▶ [Исходный текст]:

Если с этой точки зрения посмотреть на тексты, то легко будет разделить их на две группы: бессюжетные и сюжетные.
Бессюжетные тексты имеют отчетливо классификационный характер, они утверждают некоторый мир и его устройство. Примерами бессюжетных текс(226)тов могут быть календарь, телефонная книга или лирическое бессюжетное стихотворение. Рассмотрим на примере телефонной книги некоторые характерные черты этого типа текстов. Прежде всего, у этих текстов есть свой мир. Мир денотатов на уровне общеязыковом эти тексты будут утверждать в качестве универсума. Список имен будет претендовать на функцию инвентарной описи вселенной. Мир телефонной книги составляют фамилии телефонных абонентов. Все остальное — просто не существует. В этом смысле существенным показателем текста является то, что с его точки зрения не существует. Мир, исключаемый из отображения, — один из основных типологических показателей текста как модели универсума.
Так, с точки зрения литературы определенных периодов не существует низменной действительности (романтизм) или возвышенной, поэтической действительности (футуризм).
Другим важным свойством бессюжетного текста будет утверждение определенного порядка внутренней организации этого мира. Текст строится некоторым определенным образом, и передвижения элементов его так, чтобы установленный порядок подвергся нарушению, не допускается. Например, в телефонной книге фамилии абонентов расположены в алфавитном порядке (в данном случае порядок обусловлен удобством пользования; принципиально допустим и ряд других принципов организации). Перемещения какой-либо фамилии так, чтобы установленный порядок был нарушен, не допускается.
Если взять не телефонную книгу, а какой-либо художественный или мифологический текст, то нетрудно доказать, что в основе внутренней организации элементов текста, как правило, лежит принцип бинарной семантической оппозиции: мир будет члениться на богатых и бедных, своих и чужих, правоверных и еретиков, просвещенных и непросвещенных, людей Природы и людей Общества, врагов и друзей. В тексте эти миры, как мы уже говорили, почти всегда получают пространственную реализацию: мир бедняков реализуется как «предместья», «трущобы», «чердаки», мир богачей — «главная улица», «дворцы», «бельэтаж». Возникают представления о грешных и праведных землях, антитеза города и деревни, цивилизованной Европы и необитаемого острова, богемского леса и отцовского замка. Классификационная граница между противопоставляемыми мирами получит признаки пространственной черты — Леты, отделяющей живых от мертвых, адской двери с надписью, уничтожающей надежду на возвращение, печати отверженности, которую кладут на бедняка стоптанные подошвы, запрещающие ему проникнуть в пространство богатых, длинные ногти и белые руки Оленина, не дающие ему слиться с миром казаков.

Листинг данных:
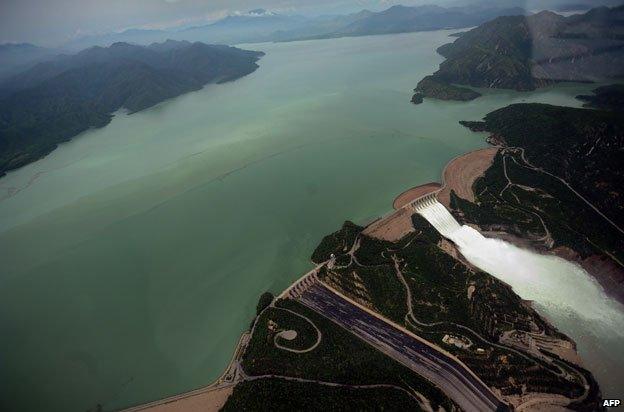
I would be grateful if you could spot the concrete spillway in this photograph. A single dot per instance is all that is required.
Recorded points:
(562, 291)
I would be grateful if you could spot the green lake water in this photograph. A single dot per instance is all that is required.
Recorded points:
(132, 257)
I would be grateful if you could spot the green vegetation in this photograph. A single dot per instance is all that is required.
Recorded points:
(578, 145)
(265, 300)
(54, 101)
(337, 243)
(526, 52)
(339, 358)
(433, 87)
(448, 297)
(606, 97)
(284, 395)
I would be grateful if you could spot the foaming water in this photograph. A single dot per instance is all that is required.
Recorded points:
(562, 291)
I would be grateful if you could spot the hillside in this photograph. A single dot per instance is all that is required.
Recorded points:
(398, 19)
(15, 57)
(56, 100)
(557, 181)
(528, 52)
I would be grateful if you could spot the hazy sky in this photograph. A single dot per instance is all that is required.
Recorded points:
(51, 22)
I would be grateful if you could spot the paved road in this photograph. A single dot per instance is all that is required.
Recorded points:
(453, 378)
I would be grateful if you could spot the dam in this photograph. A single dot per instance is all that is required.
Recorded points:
(561, 291)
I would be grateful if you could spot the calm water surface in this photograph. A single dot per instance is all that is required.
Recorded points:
(132, 257)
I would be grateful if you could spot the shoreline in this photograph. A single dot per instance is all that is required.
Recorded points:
(459, 174)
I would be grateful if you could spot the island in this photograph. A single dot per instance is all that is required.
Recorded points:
(393, 316)
(430, 86)
(605, 97)
(58, 99)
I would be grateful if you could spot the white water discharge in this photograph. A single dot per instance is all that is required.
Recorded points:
(562, 291)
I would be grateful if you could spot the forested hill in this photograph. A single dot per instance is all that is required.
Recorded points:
(56, 100)
(583, 147)
(527, 52)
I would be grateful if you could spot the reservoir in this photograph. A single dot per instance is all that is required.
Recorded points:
(132, 257)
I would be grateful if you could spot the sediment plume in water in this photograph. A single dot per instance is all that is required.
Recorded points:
(548, 280)
(560, 290)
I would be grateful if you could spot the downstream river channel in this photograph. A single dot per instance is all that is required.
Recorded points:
(132, 257)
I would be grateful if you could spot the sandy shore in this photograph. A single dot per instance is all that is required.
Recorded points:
(460, 173)
(203, 400)
(396, 225)
(414, 193)
(392, 227)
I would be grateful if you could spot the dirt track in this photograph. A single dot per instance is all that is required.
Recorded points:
(461, 173)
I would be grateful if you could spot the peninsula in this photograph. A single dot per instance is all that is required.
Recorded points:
(436, 333)
(527, 52)
(58, 99)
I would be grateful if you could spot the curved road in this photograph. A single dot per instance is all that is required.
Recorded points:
(452, 377)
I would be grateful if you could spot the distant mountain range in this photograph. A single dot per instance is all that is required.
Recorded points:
(260, 25)
(58, 99)
(527, 52)
(15, 57)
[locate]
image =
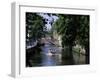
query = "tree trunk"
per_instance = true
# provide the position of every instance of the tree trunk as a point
(71, 55)
(87, 55)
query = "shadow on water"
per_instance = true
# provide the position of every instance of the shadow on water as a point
(40, 56)
(33, 56)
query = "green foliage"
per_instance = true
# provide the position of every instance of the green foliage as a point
(34, 23)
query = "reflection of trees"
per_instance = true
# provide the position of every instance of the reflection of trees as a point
(74, 29)
(34, 26)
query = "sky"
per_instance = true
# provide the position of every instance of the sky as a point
(49, 19)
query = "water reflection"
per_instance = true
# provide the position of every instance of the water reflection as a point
(51, 55)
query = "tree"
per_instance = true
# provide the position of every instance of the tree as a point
(74, 28)
(34, 26)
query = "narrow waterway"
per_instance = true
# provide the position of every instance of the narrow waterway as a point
(50, 55)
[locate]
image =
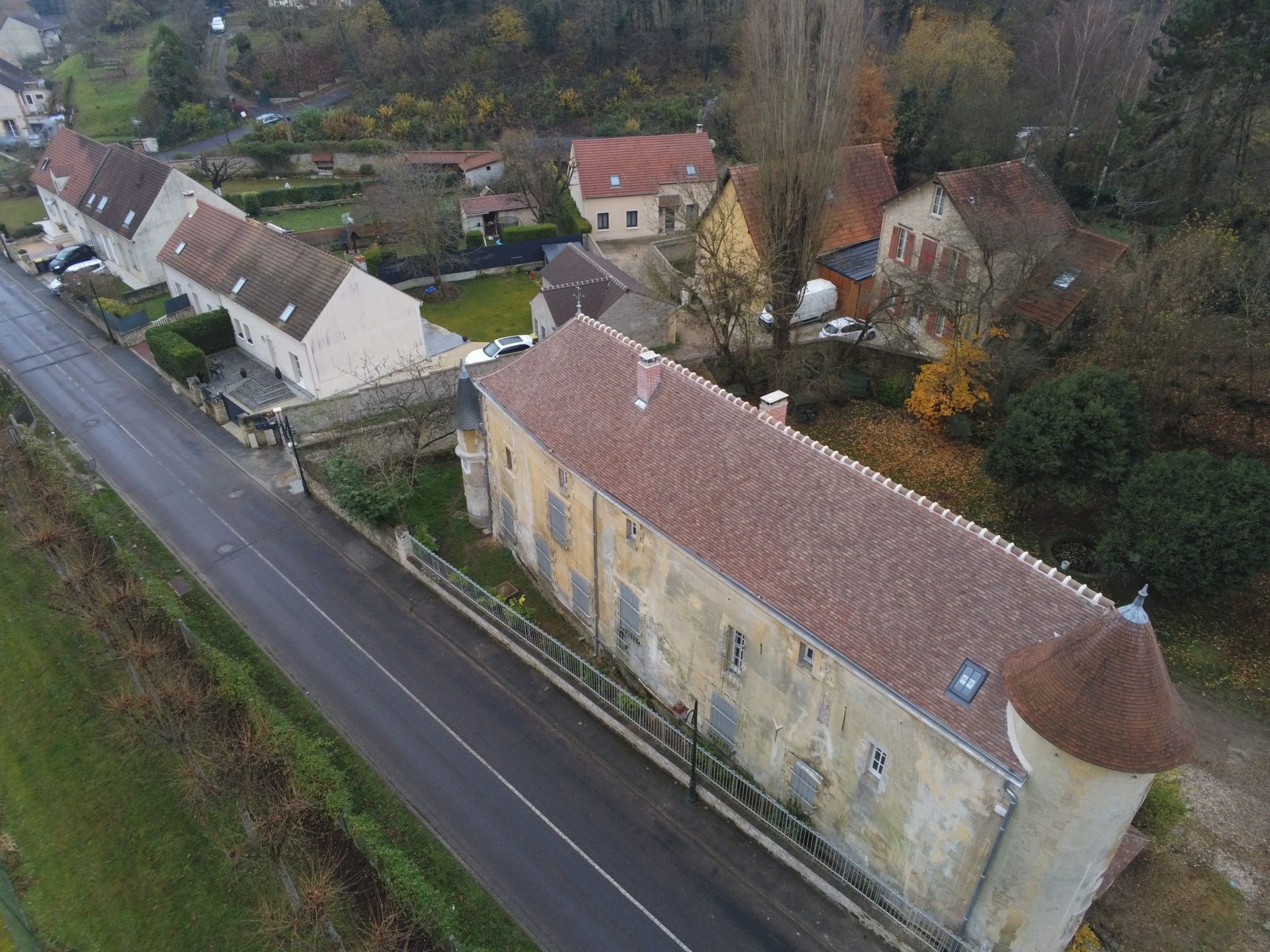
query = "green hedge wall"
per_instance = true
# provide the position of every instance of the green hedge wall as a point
(175, 356)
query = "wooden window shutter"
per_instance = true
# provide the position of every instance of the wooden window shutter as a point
(926, 262)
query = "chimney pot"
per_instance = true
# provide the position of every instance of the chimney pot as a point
(775, 404)
(647, 377)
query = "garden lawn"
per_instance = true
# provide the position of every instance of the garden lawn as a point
(105, 103)
(108, 855)
(487, 307)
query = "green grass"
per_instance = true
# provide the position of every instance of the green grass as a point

▶ [Письменные задания]:
a) В каком порядке, согласно исходному тексту, расположены фамилии абонентов в телефонной книге?
b) Верните все строки данных, в которых встречается слово «trunk».

▶ [Набор ответов]:
a) В алфавитном порядке.

b)
query = "tree trunk"
# provide the position of every instance of the tree trunk as a point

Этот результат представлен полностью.